- [SHORT EXERCISE 1]: In the archived column below, rewrite the paragraph beginning "Remember how we used to joke" in briefer form, keeping its main facts.

- [TEXT BLOCK]:
The Alan Sondheim Mail Archive

October 12, 2008


---------- Forwarded message ----------
Date: Sun, 12 Oct 2008 08:09:05 +0200
From: Michael Gurstein <gurstein@gmail.com>
Reply-To: stuff-it@vancouvercommunity.net
To: stuff-it@vancouvercommunity.net
Subject: [stuff-it] FW: [TriumphOfContent] Dear Old Golden Dog Days (Gail
     Collins - The NY Times)


LOL!

MG

-----Original Message-----
From: TriumphOfContent@yahoogroups.com
[mailto:TriumphOfContent@yahoogroups.com] On Behalf Of Steven Brant
Sent: October-12-08 7:01 AM
To: steve@trimtabmanagementsystems.com
Subject: [TriumphOfContent] Dear Old Golden Dog Days (Gail Collins - The NY
Times)


http://www.nytimes.com/2008/10/11/opinion/11collins.html

The New York Times

October 11, 2008

Op-Ed Columnist

Dear Old Golden Dog Days

By GAIL COLLINS

I miss the good old days. Remember when the presidential campaign was
all about oil drilling? That sure was fun.

I miss August. August was neat. The Dow was over 10,000 and nobody
had ever heard of Sarah Palin.

Remember how we used to joke about John McCain looking like an old
guy yelling at kids to get off his lawn? It's only in retrospect that
we can see that the keep-off-the-grass period was the McCain
campaign's golden era. Now, he's beginning to act like one of those
movie characters who steals the wrong ring and turns into a troll.

- [PROVIDED DATA]:
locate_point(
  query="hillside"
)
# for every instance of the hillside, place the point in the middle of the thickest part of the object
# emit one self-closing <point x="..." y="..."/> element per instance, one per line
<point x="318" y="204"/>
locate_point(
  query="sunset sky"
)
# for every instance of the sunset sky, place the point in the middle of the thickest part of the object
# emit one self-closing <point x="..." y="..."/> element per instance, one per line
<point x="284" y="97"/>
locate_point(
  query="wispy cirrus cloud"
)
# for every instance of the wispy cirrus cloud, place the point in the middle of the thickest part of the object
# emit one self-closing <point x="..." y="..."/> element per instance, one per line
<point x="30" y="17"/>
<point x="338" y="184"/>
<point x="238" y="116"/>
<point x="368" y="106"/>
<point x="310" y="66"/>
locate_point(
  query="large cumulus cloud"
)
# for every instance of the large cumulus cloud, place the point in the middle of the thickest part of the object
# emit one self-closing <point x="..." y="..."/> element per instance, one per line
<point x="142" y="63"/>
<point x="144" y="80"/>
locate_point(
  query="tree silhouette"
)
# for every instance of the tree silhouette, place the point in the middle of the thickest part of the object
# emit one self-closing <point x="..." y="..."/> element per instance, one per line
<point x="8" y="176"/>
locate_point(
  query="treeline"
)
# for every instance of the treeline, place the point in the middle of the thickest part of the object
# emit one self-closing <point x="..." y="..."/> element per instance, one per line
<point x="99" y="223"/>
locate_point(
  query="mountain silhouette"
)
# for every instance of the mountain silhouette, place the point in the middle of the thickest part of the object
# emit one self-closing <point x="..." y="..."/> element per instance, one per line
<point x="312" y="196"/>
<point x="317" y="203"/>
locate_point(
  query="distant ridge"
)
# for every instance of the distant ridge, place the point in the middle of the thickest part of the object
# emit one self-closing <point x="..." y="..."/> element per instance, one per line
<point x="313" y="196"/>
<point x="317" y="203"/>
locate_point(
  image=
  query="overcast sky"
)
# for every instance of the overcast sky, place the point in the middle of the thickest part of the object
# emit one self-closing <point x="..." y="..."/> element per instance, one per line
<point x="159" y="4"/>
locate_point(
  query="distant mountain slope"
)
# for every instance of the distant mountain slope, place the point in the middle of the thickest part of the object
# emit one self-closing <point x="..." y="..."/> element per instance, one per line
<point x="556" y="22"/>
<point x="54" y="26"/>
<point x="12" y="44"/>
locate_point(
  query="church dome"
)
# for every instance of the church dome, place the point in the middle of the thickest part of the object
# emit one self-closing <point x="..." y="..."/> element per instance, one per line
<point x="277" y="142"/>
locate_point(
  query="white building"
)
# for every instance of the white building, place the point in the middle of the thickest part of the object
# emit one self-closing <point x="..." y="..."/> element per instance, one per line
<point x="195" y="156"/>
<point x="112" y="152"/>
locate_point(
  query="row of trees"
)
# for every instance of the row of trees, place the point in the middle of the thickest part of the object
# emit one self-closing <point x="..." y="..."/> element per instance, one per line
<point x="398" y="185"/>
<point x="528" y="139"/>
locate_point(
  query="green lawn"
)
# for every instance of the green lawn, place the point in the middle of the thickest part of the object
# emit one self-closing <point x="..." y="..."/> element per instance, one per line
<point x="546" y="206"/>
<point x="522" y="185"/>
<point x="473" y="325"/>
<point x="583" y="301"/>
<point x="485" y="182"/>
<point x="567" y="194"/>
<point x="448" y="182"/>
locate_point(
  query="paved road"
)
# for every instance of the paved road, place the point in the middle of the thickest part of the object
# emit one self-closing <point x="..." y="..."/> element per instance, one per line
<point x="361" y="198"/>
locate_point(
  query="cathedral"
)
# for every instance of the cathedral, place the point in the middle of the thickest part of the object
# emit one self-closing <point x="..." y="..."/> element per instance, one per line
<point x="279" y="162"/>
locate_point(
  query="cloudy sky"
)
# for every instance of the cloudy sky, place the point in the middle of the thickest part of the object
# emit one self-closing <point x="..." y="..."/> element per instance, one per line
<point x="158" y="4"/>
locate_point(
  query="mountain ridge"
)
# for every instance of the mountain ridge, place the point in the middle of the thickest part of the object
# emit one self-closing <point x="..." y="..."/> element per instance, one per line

- [SHORT EXERCISE 2]: Pick out every line of the rows above that contains the string "trees", and copy each one.

- [OUTPUT 1]: McCain was once mocked as an old man yelling at kids to get off his lawn. Looking back, that keep-off-the-grass phase was his campaign's golden era. Now he is starting to act like a movie character who steals the wrong ring and turns into a troll.

- [OUTPUT 2]:
  query="row of trees"
# for every instance of the row of trees, place the point in the middle of the thickest part of the object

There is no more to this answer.